## WHAT IS ASKED
Update the material below by swapping every "house style" for "team format" and keeping everything else the same. Leave the pictures out of your answer.
* START RECORDS SHOWN *
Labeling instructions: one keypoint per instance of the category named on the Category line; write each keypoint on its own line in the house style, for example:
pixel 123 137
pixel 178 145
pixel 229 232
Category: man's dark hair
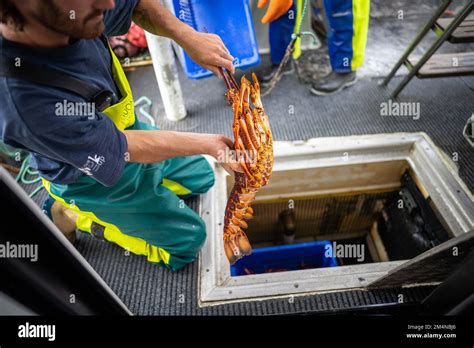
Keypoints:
pixel 9 14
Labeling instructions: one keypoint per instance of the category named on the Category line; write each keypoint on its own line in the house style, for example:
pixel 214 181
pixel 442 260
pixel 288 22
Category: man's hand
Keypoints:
pixel 208 51
pixel 146 146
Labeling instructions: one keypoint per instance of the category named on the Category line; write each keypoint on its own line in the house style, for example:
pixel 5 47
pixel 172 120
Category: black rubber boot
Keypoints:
pixel 334 83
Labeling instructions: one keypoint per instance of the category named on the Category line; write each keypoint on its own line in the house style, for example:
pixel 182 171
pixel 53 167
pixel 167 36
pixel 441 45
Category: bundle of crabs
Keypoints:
pixel 254 150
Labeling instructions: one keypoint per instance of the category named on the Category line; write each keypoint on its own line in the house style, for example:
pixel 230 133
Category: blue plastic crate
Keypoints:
pixel 288 257
pixel 230 19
* END RECORDS SHOWN *
## EXERCISE RESPONSE
Labeling instructions: one keypoint per instance of the category named on the Category line; write each keypoint on its own line in the team format, for example:
pixel 123 137
pixel 178 145
pixel 229 232
Category: man's dark hair
Keypoints:
pixel 9 14
Labeling instructions: one keypoint per instance of the category named on the Category line; write each keypoint on its own line in the team format, for example:
pixel 214 181
pixel 442 260
pixel 288 22
Category: man's hand
Keypoints:
pixel 208 51
pixel 146 146
Labeling instructions: one keypoint per instance of the category named on the Category line; write each keypoint on its own line in the team format, for example:
pixel 5 47
pixel 172 120
Category: black rubber boot
Keypoints:
pixel 334 83
Labeling instructions: one keypoint per instance of the category named on the Category line; write each keypoint on its own line in the team format, for example:
pixel 182 171
pixel 53 167
pixel 167 36
pixel 441 45
Category: bundle of crabs
Keypoints:
pixel 254 150
Labeling instructions: one keypoint per instance of the category named on the Category line; write each keypoint on its own line in the team format, for example:
pixel 230 133
Category: blue plastic crate
Keypoints:
pixel 288 257
pixel 230 19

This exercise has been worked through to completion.